• [DIRECTIONS FOR THIS TASK]:
Leave the pictures behind and repeat all the entries exactly.

• [DATA RECORDS]:
++++

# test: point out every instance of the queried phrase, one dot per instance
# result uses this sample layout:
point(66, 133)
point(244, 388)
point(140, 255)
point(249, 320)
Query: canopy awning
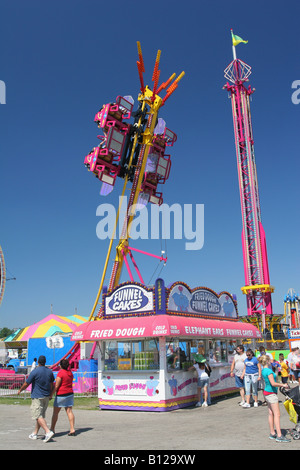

++++

• [WRITTEN REPLY]:
# test: point out every instance of the queried phrase, one dot per instance
# result uses this sample layout:
point(66, 133)
point(244, 388)
point(140, 255)
point(249, 320)
Query: canopy awning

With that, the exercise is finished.